Prompt
Update the part of the items that opens with the line containing "phrase -- blue sign with white text" and closes with the end of the items, replacing "stone" with "granite" and leaving everything else unchanged. Reproduce only that part, omitting the pictures.

* * *

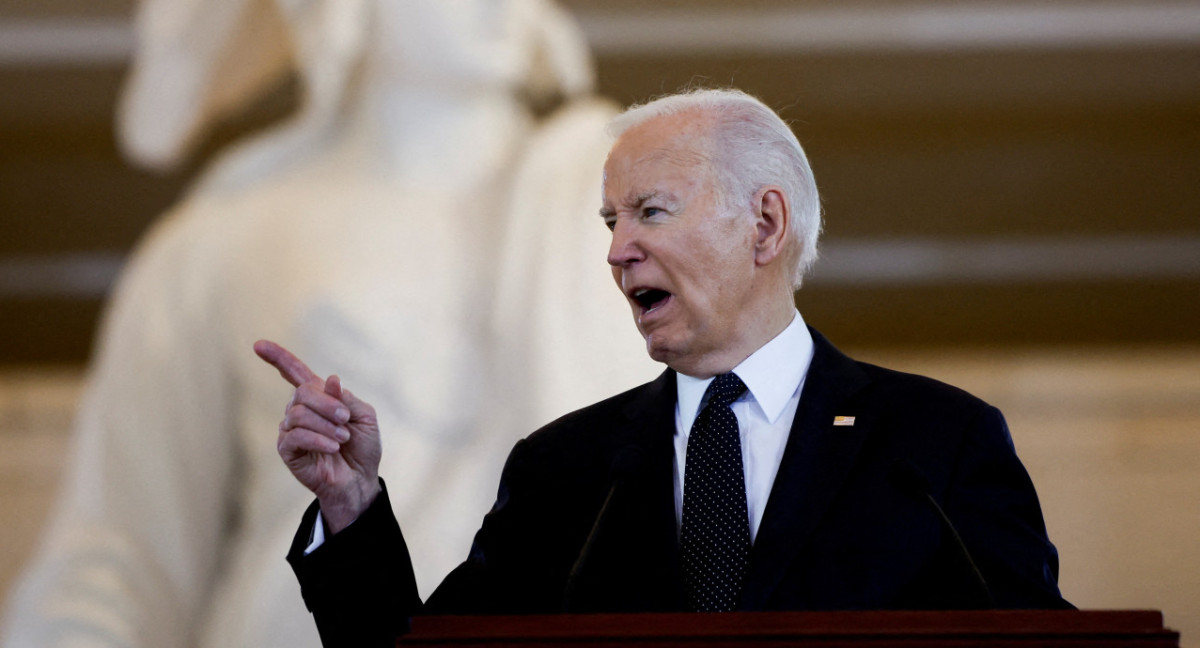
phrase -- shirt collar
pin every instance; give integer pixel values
(772, 375)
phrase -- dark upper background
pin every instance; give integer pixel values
(1033, 183)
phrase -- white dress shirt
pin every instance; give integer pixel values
(774, 376)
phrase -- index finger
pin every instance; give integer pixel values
(291, 367)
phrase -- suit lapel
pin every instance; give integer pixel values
(637, 559)
(816, 461)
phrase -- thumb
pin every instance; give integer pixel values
(334, 387)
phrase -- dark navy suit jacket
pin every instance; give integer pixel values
(838, 532)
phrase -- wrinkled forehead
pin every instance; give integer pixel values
(654, 150)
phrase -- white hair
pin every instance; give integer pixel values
(751, 148)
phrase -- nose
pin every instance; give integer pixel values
(624, 249)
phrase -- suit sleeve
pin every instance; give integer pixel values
(993, 502)
(359, 583)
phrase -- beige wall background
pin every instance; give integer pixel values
(1013, 205)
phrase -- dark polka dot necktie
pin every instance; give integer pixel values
(715, 534)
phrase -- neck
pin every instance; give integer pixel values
(760, 328)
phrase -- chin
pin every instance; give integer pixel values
(659, 351)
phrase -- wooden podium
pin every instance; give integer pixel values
(1038, 629)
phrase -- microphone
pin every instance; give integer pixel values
(628, 461)
(910, 480)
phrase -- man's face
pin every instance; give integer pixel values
(682, 258)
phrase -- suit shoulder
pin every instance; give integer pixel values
(913, 390)
(598, 415)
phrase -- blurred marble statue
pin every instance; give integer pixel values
(413, 166)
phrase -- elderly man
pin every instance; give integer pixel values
(762, 471)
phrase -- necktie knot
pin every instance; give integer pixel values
(725, 389)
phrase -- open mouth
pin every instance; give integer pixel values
(651, 298)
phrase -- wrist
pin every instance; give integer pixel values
(339, 510)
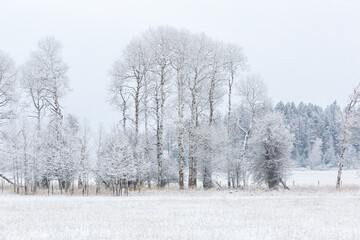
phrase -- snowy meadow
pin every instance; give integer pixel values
(187, 215)
(307, 211)
(197, 147)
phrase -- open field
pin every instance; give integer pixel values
(186, 215)
(308, 211)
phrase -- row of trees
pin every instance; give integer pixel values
(174, 90)
(317, 135)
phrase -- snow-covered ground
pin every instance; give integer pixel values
(187, 215)
(302, 213)
(324, 178)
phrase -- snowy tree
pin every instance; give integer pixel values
(315, 155)
(8, 75)
(271, 150)
(351, 158)
(234, 62)
(350, 121)
(254, 102)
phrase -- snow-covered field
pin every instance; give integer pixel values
(326, 178)
(310, 213)
(189, 215)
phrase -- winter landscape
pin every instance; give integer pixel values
(182, 120)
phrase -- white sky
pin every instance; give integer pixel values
(305, 50)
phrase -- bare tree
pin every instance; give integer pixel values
(181, 66)
(350, 121)
(234, 62)
(198, 74)
(52, 72)
(253, 93)
(8, 76)
(160, 46)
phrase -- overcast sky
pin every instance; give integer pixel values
(306, 50)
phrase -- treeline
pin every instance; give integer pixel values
(317, 134)
(191, 113)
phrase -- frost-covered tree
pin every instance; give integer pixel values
(8, 75)
(315, 155)
(254, 102)
(271, 150)
(350, 122)
(235, 62)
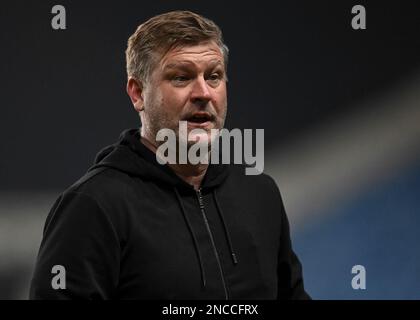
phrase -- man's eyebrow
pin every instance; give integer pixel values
(186, 64)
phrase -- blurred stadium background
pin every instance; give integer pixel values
(340, 109)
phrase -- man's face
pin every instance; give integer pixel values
(188, 84)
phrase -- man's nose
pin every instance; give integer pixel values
(200, 91)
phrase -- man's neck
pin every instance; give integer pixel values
(191, 174)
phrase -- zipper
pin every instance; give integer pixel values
(201, 203)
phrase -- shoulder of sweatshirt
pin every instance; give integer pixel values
(261, 187)
(259, 182)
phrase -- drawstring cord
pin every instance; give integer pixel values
(197, 249)
(219, 209)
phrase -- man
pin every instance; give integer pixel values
(132, 228)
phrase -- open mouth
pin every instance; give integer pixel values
(200, 118)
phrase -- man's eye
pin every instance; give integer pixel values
(215, 77)
(180, 78)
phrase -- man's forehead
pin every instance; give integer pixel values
(208, 53)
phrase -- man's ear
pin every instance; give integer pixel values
(135, 92)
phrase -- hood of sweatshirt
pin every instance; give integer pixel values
(131, 156)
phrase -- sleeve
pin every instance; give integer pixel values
(289, 268)
(79, 256)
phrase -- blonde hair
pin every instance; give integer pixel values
(155, 37)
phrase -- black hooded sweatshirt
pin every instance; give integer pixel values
(130, 228)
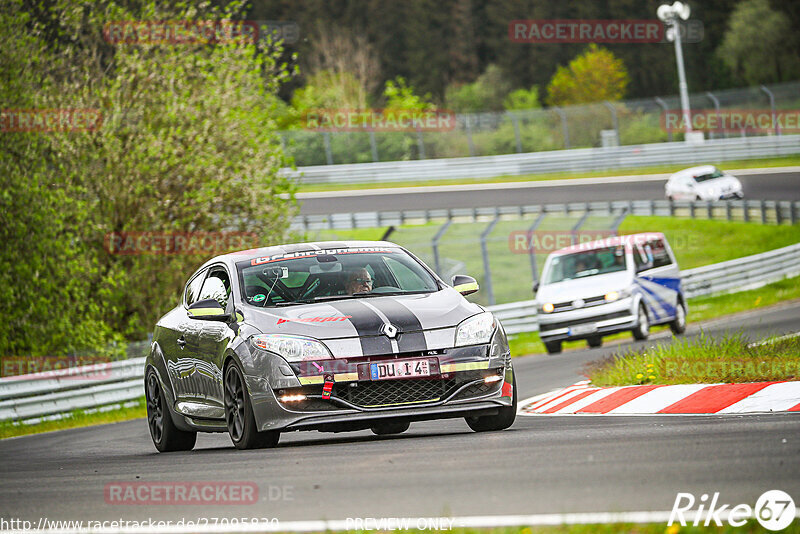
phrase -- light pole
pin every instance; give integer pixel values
(670, 15)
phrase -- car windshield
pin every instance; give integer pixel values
(710, 176)
(585, 263)
(333, 274)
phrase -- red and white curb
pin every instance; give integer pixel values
(582, 398)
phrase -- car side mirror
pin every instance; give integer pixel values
(466, 285)
(208, 310)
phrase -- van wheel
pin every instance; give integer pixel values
(678, 326)
(642, 329)
(553, 347)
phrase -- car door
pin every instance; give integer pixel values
(213, 339)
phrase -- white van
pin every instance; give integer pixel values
(620, 283)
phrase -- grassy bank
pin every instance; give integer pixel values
(657, 169)
(701, 360)
(76, 419)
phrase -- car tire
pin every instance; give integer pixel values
(166, 436)
(642, 329)
(501, 421)
(553, 347)
(678, 326)
(386, 429)
(239, 413)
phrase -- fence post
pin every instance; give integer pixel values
(485, 252)
(714, 99)
(326, 140)
(564, 125)
(579, 224)
(775, 126)
(614, 119)
(373, 144)
(469, 135)
(663, 106)
(531, 247)
(435, 244)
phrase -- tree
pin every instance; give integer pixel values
(757, 44)
(594, 76)
(187, 144)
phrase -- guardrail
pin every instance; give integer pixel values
(40, 395)
(571, 160)
(764, 211)
(731, 276)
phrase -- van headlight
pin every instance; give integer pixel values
(611, 296)
(292, 348)
(476, 330)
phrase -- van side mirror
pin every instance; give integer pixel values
(466, 285)
(208, 310)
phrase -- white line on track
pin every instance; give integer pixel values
(518, 185)
(422, 523)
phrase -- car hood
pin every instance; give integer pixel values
(591, 286)
(352, 318)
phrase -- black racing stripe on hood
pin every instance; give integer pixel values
(411, 338)
(368, 325)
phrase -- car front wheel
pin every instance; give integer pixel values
(166, 436)
(239, 414)
(501, 421)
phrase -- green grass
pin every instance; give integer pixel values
(78, 418)
(700, 309)
(659, 169)
(701, 360)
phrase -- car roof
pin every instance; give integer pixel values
(613, 241)
(695, 171)
(289, 248)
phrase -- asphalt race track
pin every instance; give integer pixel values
(544, 464)
(766, 185)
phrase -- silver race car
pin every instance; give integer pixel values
(331, 336)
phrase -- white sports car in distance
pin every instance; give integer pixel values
(703, 183)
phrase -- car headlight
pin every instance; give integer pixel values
(476, 330)
(292, 348)
(611, 296)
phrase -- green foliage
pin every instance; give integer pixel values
(187, 144)
(523, 99)
(594, 76)
(758, 44)
(487, 93)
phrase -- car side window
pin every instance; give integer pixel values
(217, 286)
(192, 291)
(659, 251)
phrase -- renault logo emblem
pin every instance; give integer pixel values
(389, 330)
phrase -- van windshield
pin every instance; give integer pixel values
(585, 263)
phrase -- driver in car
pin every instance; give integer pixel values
(358, 281)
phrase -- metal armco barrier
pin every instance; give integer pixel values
(572, 160)
(38, 395)
(764, 211)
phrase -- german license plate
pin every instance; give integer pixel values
(583, 329)
(399, 369)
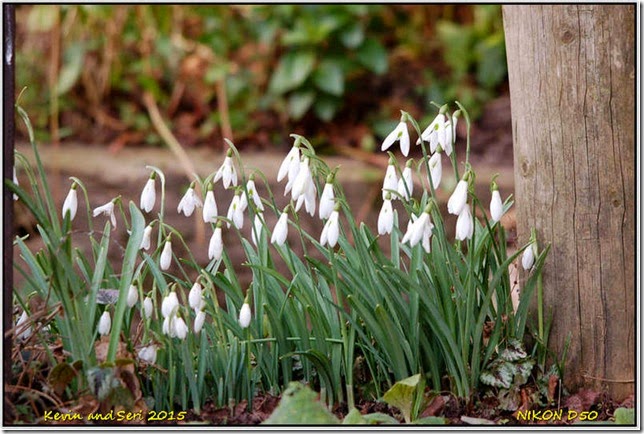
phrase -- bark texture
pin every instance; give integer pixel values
(572, 88)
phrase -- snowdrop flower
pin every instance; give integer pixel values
(331, 230)
(257, 228)
(195, 296)
(458, 198)
(464, 224)
(166, 255)
(169, 305)
(327, 200)
(199, 320)
(436, 169)
(386, 217)
(71, 203)
(281, 229)
(399, 133)
(104, 324)
(254, 195)
(244, 315)
(147, 307)
(496, 204)
(147, 234)
(290, 165)
(216, 245)
(26, 334)
(179, 328)
(190, 201)
(236, 211)
(391, 179)
(527, 260)
(148, 195)
(227, 171)
(132, 296)
(108, 210)
(406, 183)
(209, 206)
(148, 354)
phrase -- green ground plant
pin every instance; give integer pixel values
(427, 305)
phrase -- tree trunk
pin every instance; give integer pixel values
(572, 87)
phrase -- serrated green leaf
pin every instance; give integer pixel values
(291, 71)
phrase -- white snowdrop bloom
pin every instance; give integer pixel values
(216, 245)
(209, 206)
(290, 164)
(436, 169)
(148, 354)
(244, 315)
(26, 333)
(458, 198)
(386, 217)
(169, 304)
(195, 295)
(147, 307)
(180, 328)
(399, 133)
(464, 224)
(199, 321)
(190, 201)
(496, 206)
(281, 230)
(391, 180)
(166, 256)
(147, 235)
(227, 172)
(108, 210)
(331, 230)
(527, 260)
(236, 212)
(132, 296)
(104, 324)
(406, 183)
(327, 201)
(257, 228)
(148, 195)
(254, 195)
(71, 203)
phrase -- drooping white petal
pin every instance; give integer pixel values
(280, 231)
(169, 304)
(327, 201)
(189, 202)
(464, 224)
(458, 198)
(195, 295)
(132, 296)
(244, 316)
(406, 184)
(71, 204)
(147, 235)
(148, 196)
(216, 245)
(104, 324)
(496, 206)
(436, 169)
(166, 256)
(210, 208)
(390, 182)
(527, 260)
(199, 320)
(386, 218)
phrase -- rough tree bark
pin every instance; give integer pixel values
(572, 87)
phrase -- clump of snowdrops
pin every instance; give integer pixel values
(345, 307)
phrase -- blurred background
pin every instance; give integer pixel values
(338, 74)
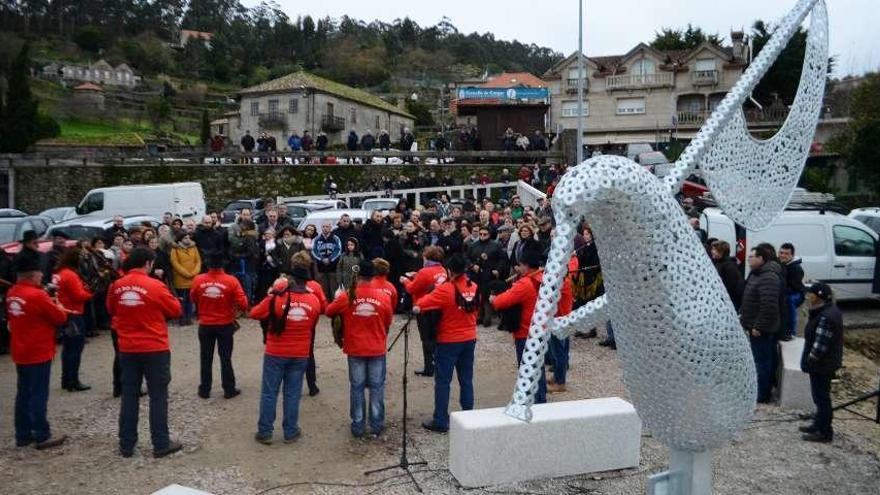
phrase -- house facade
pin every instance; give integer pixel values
(649, 96)
(304, 102)
(99, 72)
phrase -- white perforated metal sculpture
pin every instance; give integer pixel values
(686, 361)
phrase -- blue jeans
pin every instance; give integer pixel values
(764, 353)
(31, 400)
(460, 357)
(71, 353)
(367, 372)
(276, 370)
(541, 395)
(155, 367)
(794, 300)
(183, 295)
(248, 282)
(559, 349)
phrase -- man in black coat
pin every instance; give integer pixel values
(822, 356)
(760, 315)
(794, 289)
(209, 239)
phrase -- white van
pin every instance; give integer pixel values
(183, 199)
(833, 248)
(318, 218)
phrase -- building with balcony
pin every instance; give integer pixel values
(301, 101)
(647, 95)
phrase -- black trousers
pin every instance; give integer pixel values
(155, 367)
(220, 336)
(428, 344)
(820, 386)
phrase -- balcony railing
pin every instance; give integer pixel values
(635, 81)
(768, 116)
(571, 85)
(704, 77)
(273, 120)
(331, 123)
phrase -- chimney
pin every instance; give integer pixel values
(737, 38)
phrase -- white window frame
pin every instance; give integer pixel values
(569, 109)
(631, 109)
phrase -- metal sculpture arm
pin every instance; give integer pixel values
(674, 321)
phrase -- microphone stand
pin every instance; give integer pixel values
(404, 461)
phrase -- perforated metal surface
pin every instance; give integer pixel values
(686, 360)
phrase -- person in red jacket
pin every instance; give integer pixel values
(366, 317)
(417, 285)
(140, 306)
(524, 293)
(380, 281)
(73, 295)
(292, 313)
(458, 304)
(217, 295)
(33, 318)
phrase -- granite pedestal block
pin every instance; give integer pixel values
(487, 447)
(794, 384)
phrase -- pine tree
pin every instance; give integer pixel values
(20, 118)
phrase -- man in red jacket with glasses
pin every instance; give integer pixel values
(218, 296)
(33, 317)
(140, 306)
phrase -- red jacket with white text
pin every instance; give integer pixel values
(140, 306)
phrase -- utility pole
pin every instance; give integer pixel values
(580, 140)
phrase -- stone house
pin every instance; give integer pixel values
(301, 101)
(648, 96)
(99, 72)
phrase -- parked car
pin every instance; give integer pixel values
(91, 226)
(231, 211)
(298, 211)
(381, 204)
(868, 216)
(12, 231)
(11, 212)
(182, 199)
(59, 214)
(835, 249)
(319, 217)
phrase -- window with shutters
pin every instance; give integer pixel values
(630, 106)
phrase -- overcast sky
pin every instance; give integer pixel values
(612, 26)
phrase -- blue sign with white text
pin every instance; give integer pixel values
(503, 93)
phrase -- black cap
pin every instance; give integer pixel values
(29, 235)
(216, 260)
(822, 290)
(300, 273)
(366, 269)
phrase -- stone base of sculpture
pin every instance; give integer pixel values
(488, 447)
(794, 384)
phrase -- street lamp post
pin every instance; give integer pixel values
(580, 139)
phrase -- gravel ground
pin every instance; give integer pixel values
(221, 457)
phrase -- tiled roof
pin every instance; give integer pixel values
(302, 79)
(88, 87)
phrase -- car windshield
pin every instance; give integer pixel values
(7, 232)
(77, 231)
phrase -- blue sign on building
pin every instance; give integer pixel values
(503, 93)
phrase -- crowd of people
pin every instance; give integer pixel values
(453, 266)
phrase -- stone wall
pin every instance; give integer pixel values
(38, 186)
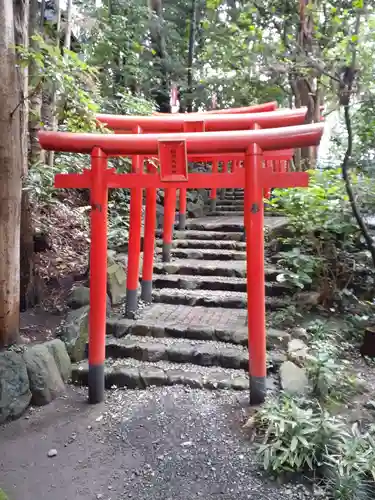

* * *

In response
phrase -- blue sign with white text
pin every instance; give integer pixel values
(503, 93)
phrase -- black cap
pin every instance; give integer pixel values
(29, 235)
(216, 260)
(822, 290)
(300, 273)
(366, 269)
phrase -- granite base of sculpture
pin every instance; give integer pixel values
(488, 447)
(794, 384)
phrase -- street lamp post
pin every instance; give integer pixel values
(580, 139)
phrase -- gravel ground
pin every instance; give integer pixel values
(221, 457)
phrase -- tiled roof
pin every instance; give integer pixel values
(302, 79)
(88, 87)
phrase -- car windshield
pin every instance; give integer pixel values
(7, 232)
(77, 231)
phrase -- blue sign on building
pin every instance; give integer pixel values
(503, 93)
phrase -- crowd of people
pin every instance; give integer pixel values
(453, 266)
phrase -- granite wall
pin every instance; give integer pixel values
(38, 186)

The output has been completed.